| Objective 1 |
In the VDB overview, which IP address does the Localhost Only binding option bind to?
| Objective 2 |
Please summarize the VDB overview in two sentences.

| Page |
************

VDB Overview

Virtual Databases (VDB) are the basic container for configurations, and aggregate all the settings that will apply to any traffic passed through the VDB. There are two ways to access a VDB, first via JDBC, which supports any JDBC compliant data source, or via a protocol level proxy. In proxy mode, a separate process will be created, and database traffic would be routed through this proxy using a specific port

Enabled: if unchecked, this will result in a proxy disabling access via the port specified. In JDBC mode, this will result in an SQL exception being thrown on a new connection attempt.

Acces/Secret Keys: These are generally used in distributed proxy or JDBC mode to provide a shared user/password to allow the remote proxies to pull the complete vdb configuration.

Access Mode: The first step in configuring a VDB is to select the access mode, which will adjust what options are presented, to simplify the configuration:

JDBC Configuration

When in JDBC mode, a JDBC URL is provided in the GUI, which is used to configure the application to access the Heimdall Data Access Layer. The JDBC URL is of the format:

JDBC:heimdall://IP:port/{vdb name}?

Optionally, several parameters can be used in conjunction with the Heimdall Connect string:

  • hduser={username}: The username to authenticate against the Heimdall server with.
  • hdpassword={password}: The password for the Heimdall server, again overriding the parameter in the data source.
  • user={username}: The username to use to authenticate against the database with. If the event the hduser is not specified, this will ALSO be used as the default hduser value, in cases where the users on both match.
  • password={password}: The password for the database server. In the case where the hdpassword is not specified, this will also be used as the default hdpassword. Note: When using the user and password, the data source credentials will still be used for health checking the application and should have appropriate access for this task.

Note: Typically, only the hduser and hdpassword is used in the Heimdall JDBC URL, as the data source can provide the user and password options. The ability to specify this here is to allow applications to specify their own username and password, in general to allow many users to access a data source at once.

Proxy Configuration

Proxy mode operates by having the management server either start a process on its own, or having a proxy on a remote system connect. Once started, the proxy will open a port that a client can connect to as if the proxy were the database itself, and access data via that process.

  • Management Server Proxy: This option allows the management server to start and manage restarts of a proxy instance on the same server as the management server itself. This option is a great way to simplify the testing of Heimdall in limited environments.

When in proxy mode, several options will be available, two options being required: the address binding type, and the proxy port. The address binding type specifies the behavior of the proxy:

  • Any: In this binding mode, all local IP addresses will be bound to, or more specifically, it binds to "0.0.0.0";
  • Localhost Only: When this option is set, the binding will be to the 127.0.0.1 IP only;
  • Specific IP: This allows a specific IP address to be bound for use. An example of this is to use 172.17.0.1 in a docker container when bridge mode is enabled, so that the proxy can bind for use by any other containers on the same host, without impacting any other proxies that may reside on another host.

************

| Excerpted data |

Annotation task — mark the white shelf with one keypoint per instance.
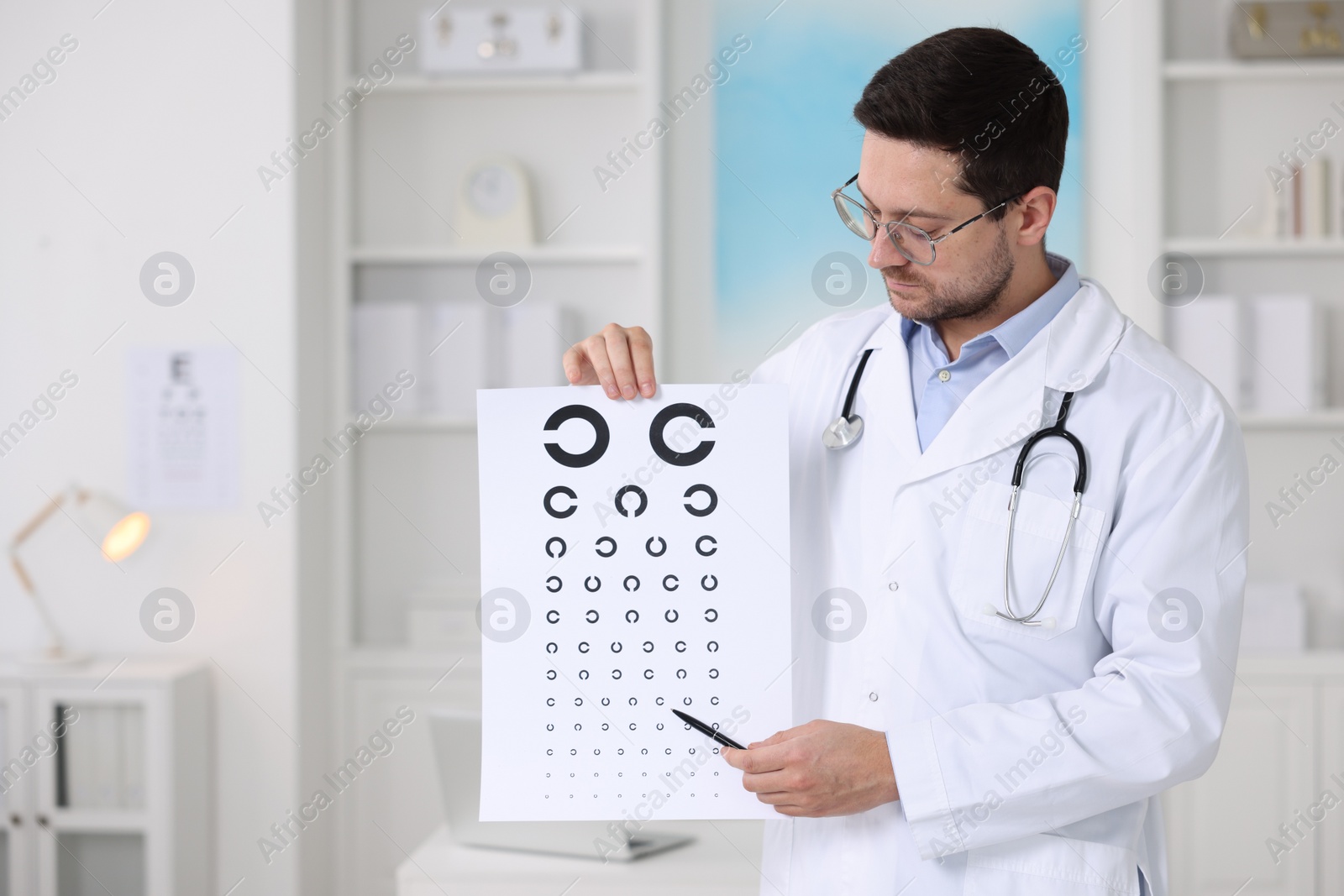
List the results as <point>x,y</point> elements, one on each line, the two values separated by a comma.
<point>1249,70</point>
<point>581,82</point>
<point>1249,246</point>
<point>425,425</point>
<point>474,255</point>
<point>1326,419</point>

************

| Final result 1 |
127.0.0.1

| Final result 2 |
Virtual Databases (VDBs) are containers that aggregate all the settings applied to traffic passing through them, and they can be accessed either via JDBC or via a protocol-level proxy that routes traffic through a specific port. JDBC mode provides a JDBC URL that can take optional username and password parameters, while proxy mode opens a port that clients connect to as if it were the database and requires an address binding type and a proxy port.